*** Provided data

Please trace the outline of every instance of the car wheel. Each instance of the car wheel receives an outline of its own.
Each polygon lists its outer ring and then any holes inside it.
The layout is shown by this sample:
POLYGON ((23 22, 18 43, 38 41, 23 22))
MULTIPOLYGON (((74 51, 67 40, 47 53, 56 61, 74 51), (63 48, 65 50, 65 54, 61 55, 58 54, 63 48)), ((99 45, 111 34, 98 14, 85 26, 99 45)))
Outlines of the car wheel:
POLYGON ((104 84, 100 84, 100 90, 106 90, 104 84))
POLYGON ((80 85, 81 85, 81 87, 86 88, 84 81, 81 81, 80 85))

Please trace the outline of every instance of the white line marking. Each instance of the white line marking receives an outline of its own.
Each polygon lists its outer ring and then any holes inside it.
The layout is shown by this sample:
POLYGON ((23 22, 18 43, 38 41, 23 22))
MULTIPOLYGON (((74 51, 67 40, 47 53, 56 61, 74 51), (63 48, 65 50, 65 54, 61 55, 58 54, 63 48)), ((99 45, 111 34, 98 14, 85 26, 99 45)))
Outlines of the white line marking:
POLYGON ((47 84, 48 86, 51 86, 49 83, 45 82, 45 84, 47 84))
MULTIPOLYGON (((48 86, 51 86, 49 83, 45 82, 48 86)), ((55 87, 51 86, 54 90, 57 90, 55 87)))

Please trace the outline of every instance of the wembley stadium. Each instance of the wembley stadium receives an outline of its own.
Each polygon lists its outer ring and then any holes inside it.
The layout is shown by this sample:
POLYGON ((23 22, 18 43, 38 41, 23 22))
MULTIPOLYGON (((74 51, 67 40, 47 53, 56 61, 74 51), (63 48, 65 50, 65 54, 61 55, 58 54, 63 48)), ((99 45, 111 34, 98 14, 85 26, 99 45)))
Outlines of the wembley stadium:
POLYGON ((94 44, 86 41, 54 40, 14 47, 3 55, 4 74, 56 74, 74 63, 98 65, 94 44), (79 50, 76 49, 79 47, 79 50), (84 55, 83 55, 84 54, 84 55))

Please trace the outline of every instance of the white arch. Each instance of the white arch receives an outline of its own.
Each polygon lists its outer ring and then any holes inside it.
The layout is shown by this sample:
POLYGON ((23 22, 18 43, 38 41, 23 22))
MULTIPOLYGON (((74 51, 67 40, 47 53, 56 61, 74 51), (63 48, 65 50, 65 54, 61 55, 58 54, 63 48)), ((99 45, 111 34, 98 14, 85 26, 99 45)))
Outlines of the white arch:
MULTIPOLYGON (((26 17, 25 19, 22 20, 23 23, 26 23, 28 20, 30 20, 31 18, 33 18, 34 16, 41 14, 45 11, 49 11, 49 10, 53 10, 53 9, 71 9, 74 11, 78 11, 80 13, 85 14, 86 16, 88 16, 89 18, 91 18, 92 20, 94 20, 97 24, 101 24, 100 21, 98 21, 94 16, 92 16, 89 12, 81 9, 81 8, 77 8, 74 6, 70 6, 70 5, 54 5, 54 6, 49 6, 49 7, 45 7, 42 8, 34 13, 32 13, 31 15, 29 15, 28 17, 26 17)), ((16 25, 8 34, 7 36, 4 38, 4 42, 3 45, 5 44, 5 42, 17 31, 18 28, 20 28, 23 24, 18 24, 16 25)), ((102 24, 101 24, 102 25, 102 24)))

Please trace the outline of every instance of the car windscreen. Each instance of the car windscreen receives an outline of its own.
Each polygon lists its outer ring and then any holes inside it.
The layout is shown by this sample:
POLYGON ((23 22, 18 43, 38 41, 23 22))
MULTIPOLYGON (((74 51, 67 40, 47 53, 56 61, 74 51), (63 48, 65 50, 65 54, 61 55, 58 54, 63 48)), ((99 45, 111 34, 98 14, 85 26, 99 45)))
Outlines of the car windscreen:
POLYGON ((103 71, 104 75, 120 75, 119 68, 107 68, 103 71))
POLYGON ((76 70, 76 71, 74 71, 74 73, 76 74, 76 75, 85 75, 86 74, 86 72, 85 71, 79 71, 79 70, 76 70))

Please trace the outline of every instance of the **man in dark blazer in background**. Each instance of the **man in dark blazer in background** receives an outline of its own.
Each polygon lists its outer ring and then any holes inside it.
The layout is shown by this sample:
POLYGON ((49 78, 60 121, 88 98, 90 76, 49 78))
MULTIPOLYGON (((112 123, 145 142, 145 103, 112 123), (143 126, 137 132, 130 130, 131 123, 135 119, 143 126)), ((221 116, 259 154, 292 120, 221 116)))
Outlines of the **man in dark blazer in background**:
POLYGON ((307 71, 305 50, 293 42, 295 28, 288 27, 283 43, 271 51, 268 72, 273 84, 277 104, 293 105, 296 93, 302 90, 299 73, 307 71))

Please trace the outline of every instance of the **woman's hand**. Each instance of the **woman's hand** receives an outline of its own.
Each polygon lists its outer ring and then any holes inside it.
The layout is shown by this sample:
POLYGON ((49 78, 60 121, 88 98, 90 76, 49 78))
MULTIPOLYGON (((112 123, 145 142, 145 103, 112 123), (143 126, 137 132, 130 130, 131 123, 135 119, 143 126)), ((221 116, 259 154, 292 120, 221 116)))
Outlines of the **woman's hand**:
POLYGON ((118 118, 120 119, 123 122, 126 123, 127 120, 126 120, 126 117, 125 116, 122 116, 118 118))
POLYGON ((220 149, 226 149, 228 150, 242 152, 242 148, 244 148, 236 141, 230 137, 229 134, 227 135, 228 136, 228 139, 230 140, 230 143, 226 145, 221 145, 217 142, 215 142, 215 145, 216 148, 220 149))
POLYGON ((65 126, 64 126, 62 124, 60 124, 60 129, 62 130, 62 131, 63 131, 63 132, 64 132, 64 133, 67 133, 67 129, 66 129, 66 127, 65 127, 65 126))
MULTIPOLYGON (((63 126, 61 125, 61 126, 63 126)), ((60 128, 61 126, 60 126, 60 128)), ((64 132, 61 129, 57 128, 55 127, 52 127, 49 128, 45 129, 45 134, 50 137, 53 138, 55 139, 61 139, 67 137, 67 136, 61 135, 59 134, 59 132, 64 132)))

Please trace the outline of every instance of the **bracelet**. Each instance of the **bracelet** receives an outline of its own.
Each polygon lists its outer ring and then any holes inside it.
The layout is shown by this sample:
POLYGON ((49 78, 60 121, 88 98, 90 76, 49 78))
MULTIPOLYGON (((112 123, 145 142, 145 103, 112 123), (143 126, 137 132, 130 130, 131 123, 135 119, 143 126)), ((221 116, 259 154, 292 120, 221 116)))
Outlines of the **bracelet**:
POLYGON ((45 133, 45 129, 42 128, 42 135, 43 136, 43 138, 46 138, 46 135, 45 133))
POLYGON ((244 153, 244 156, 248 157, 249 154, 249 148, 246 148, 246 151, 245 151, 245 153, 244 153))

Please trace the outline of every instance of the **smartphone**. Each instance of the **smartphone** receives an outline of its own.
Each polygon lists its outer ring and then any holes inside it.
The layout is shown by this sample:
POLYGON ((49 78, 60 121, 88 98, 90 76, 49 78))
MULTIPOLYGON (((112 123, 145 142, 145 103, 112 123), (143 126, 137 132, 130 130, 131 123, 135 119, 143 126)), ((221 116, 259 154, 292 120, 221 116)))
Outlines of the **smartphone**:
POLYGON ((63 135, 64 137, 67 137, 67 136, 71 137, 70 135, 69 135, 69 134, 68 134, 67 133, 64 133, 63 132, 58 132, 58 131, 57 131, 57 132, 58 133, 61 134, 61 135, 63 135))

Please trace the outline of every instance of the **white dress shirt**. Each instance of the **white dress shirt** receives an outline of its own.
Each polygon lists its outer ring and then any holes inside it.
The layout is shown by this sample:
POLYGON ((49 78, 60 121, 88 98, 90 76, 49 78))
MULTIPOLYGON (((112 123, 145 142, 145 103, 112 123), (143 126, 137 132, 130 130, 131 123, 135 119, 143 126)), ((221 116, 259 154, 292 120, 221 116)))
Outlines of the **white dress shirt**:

******

**Exercise goal**.
Reproduce verbatim every line of the entries from the line containing "Please trace the outline of every instance of the **white" through the last line of the entries, including both of those lines.

**Output for this exercise**.
Please trace the outline of every instance of the **white dress shirt**. Each instance of the **white dress shirt** receives an outline of its own.
Each polygon lists its outer ring and then any holes inside it.
The layout is shown by this sample:
POLYGON ((49 78, 60 121, 88 98, 90 76, 49 78))
MULTIPOLYGON (((112 123, 145 142, 145 103, 112 123), (143 126, 137 132, 130 130, 131 123, 135 119, 143 126)), ((221 116, 259 154, 292 120, 221 116)))
Outlines of the **white dress shirt**:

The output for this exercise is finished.